** À faire **
a – D'après le texte sur Jean-Marie Piemme, quels sont les titres des trois fictions théâtrales qu'il vient d'écrire ?
b – Recopiez, s'il vous plaît, le texte sur Jean-Marie Piemme depuis « 2) Aborder la » jusqu'à « sont ces rêves. » inclus.

** Texte fourni **
━━━━━━━━━━━━━━━━━━━━

2) Aborder la question de l’identité sans récuser la notion, sans la diluer dans un espace d’indifférenciation, sans se perdre, comme on le dit des êtres perdus justement faute de pouvoir encore maitriser les frontières entre eux et les autres. Devenir un autre par la folie ; mais aussi envisager le basculement dans l’Autre comme une possibilité de se ré-inventer, de se multiplier, d’échapper à la tyrannie du UN. Le rêve d’être un autre dans un autre temps traverse mes textes. Mes textes sont ces rêves.
Ce qu’explore en ce moment l’auteur
Jean-Marie Piemme vient d’écrire trois fictions théâtrales inspirées par des tableaux de peintres aussi divers que Le Caravage, Watteau, James Ensor. Le titre des ces trois textes : Roi carnaval, Partie carrée, Sylvia et Léonard. Il dit à propos de ce chantier en cours :
« Les sources d’inspiration d’un auteur sont souvent tortueuses et lui sont parfois opaques. On ne sait pas toujours ce qu’on sait, et ce qui vient faire déclic à l’instant de l’écriture peut provenir d’une lecture oubliée, d’une rencontre fugace, d’un signe du réel incompris. Telle ou telle idée, tel ou tel détail inféconds jusque là donnent soudain une impulsion forte au travail en cours.
Je parle en connaissance de cause. Certains tableaux me convoquent. Je ne les ai pas choisis en toute souveraineté, comme le ferait un connaisseur averti de l’histoire de la peinture. Ce sont les hasards de la vie qui me les ont imposés, me les imposent. Et d’aimer tel ou tel tableau ne fait pas de moi un connaisseur de l’oeuvre entière du peintre. Mes compétences en matière d’art pictural sont quasi nulles, grande est mon ignorance des codes d’expression ou des débats qui ont pu traverser le genre à diverses époques. Et vus où, ces tableaux, concrètement ? Difficile à dire. Le musée pour quelques-uns, (les Bruegel par exemple, à Bruxelles où j’habite), des reproductions pour les autres, beaucoup d’autres, dans des livres d’art.

━━━━━━━━━━━━━━━━━━━━

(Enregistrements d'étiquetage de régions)
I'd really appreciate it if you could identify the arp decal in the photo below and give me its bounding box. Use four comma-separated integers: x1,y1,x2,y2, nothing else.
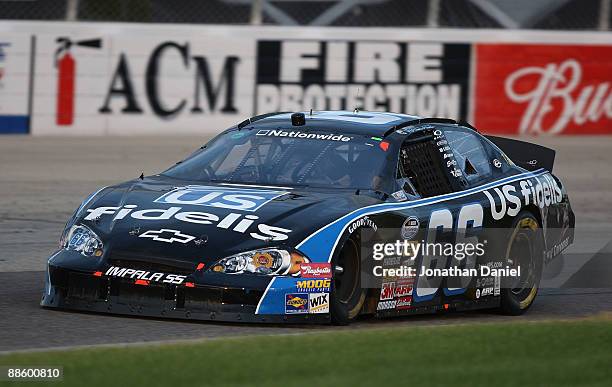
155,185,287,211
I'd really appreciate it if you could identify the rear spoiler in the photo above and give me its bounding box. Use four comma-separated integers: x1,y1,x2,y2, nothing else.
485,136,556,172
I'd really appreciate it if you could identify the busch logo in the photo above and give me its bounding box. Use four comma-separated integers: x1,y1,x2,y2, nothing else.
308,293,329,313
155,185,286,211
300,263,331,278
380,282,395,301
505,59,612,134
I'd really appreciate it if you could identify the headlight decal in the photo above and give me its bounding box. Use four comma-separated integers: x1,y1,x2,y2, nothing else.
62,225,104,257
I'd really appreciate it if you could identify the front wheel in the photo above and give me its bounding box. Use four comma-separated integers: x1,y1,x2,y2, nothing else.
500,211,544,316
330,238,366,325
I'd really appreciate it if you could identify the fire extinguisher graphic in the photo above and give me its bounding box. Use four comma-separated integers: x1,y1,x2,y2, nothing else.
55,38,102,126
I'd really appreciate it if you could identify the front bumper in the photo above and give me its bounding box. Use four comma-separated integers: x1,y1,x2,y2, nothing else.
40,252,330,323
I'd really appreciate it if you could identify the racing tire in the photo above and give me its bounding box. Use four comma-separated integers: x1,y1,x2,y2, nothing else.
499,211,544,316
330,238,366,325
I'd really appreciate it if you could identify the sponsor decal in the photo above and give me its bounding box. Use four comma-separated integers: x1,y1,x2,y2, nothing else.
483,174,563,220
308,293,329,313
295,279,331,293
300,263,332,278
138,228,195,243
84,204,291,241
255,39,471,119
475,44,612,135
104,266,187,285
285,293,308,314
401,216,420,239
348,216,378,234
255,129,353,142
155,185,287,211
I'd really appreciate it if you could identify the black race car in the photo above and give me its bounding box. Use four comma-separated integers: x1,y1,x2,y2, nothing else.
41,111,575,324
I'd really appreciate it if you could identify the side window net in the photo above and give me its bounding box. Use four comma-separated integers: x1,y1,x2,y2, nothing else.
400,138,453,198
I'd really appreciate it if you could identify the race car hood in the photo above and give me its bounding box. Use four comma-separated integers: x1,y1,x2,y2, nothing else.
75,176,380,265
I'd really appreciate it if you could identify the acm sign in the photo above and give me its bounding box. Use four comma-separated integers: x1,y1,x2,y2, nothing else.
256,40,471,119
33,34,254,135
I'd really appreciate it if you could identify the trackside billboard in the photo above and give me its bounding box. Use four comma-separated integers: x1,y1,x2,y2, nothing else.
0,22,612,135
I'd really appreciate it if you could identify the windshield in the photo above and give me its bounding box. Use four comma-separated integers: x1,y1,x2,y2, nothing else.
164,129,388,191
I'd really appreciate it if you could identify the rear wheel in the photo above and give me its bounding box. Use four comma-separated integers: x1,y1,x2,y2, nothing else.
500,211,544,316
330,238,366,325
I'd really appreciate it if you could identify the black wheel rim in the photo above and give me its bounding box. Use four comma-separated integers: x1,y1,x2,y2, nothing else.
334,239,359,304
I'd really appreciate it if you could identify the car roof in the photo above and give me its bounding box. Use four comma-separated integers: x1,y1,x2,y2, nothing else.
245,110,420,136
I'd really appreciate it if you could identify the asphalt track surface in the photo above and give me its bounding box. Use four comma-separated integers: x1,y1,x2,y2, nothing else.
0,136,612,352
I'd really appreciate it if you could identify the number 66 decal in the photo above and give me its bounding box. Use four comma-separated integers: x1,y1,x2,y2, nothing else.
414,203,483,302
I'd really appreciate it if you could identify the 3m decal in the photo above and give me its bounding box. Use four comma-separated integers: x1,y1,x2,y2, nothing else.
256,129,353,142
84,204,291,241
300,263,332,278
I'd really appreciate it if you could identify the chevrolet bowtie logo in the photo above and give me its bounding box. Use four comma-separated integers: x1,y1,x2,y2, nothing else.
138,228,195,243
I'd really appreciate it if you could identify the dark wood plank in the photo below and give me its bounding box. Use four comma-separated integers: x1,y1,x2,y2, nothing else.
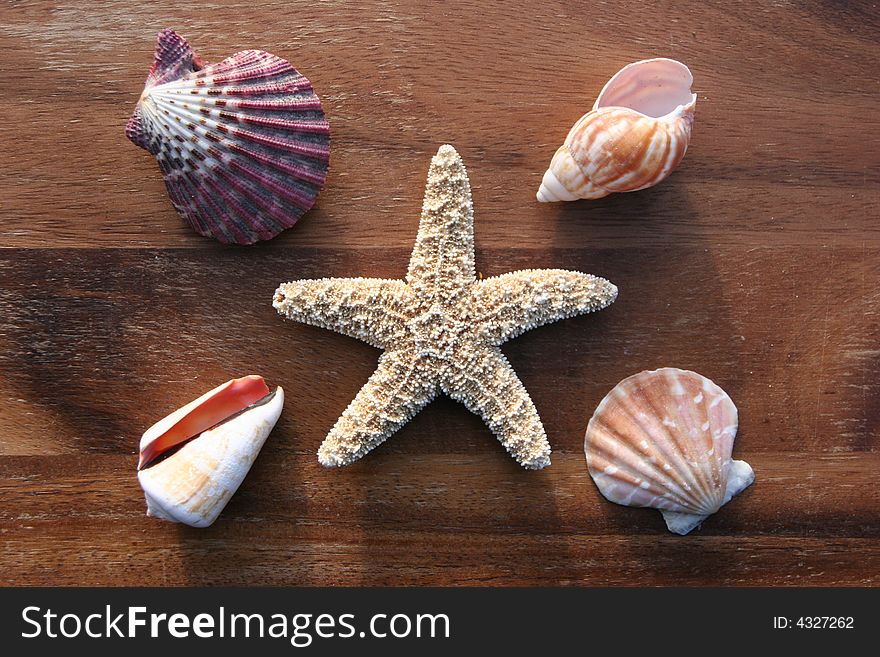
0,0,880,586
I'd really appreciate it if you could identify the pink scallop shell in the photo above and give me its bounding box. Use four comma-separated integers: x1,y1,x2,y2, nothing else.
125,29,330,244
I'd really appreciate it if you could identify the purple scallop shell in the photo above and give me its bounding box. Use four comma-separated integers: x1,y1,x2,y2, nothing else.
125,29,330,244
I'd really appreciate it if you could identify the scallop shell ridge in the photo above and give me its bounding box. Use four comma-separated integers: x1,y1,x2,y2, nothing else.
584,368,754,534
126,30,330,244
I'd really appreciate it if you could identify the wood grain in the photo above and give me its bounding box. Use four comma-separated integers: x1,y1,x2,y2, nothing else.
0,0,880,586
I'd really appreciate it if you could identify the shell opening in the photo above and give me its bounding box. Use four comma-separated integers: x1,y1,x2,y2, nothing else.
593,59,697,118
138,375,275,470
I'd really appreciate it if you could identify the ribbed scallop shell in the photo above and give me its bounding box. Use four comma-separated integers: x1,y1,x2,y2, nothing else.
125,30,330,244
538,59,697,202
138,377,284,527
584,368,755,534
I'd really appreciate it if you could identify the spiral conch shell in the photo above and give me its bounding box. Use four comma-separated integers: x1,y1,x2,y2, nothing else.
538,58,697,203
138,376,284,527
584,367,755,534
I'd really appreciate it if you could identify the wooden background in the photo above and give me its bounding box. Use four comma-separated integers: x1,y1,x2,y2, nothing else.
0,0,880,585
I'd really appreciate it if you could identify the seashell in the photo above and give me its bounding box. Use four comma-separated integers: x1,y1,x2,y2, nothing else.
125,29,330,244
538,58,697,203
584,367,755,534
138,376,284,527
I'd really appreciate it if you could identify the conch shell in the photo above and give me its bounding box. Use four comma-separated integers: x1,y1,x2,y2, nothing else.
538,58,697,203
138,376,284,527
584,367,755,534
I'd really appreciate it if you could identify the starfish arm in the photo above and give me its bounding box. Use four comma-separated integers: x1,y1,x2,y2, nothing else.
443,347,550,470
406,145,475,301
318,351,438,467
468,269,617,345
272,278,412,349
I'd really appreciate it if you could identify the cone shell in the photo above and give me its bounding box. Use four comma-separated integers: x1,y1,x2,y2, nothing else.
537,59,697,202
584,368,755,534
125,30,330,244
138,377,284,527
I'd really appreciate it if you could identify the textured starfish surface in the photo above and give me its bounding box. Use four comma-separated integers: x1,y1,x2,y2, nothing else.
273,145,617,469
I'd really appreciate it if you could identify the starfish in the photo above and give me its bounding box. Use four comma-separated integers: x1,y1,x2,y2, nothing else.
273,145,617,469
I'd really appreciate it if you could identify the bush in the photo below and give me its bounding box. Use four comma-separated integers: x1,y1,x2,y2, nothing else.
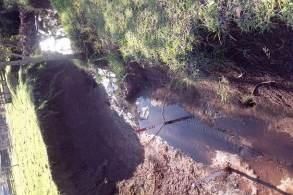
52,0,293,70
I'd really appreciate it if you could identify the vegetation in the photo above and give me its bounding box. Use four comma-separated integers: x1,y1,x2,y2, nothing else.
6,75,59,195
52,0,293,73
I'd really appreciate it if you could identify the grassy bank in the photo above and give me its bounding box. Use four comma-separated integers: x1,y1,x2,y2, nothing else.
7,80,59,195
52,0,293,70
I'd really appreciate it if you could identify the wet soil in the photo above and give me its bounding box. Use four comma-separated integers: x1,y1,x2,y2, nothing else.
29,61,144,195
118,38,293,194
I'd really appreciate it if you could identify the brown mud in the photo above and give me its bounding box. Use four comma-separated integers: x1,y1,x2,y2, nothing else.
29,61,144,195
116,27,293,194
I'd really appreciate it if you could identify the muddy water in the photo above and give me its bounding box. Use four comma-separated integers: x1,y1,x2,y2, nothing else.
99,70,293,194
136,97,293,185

━━━━━━━━━━━━━━━━━━━━

** Réponses à l'exercice **
a – Roi carnaval, Partie carrée et Sylvia et Léonard.

b –
2) Aborder la question de l’identité sans récuser la notion, sans la diluer dans un espace d’indifférenciation, sans se perdre, comme on le dit des êtres perdus justement faute de pouvoir encore maitriser les frontières entre eux et les autres. Devenir un autre par la folie ; mais aussi envisager le basculement dans l’Autre comme une possibilité de se ré-inventer, de se multiplier, d’échapper à la tyrannie du UN. Le rêve d’être un autre dans un autre temps traverse mes textes. Mes textes sont ces rêves.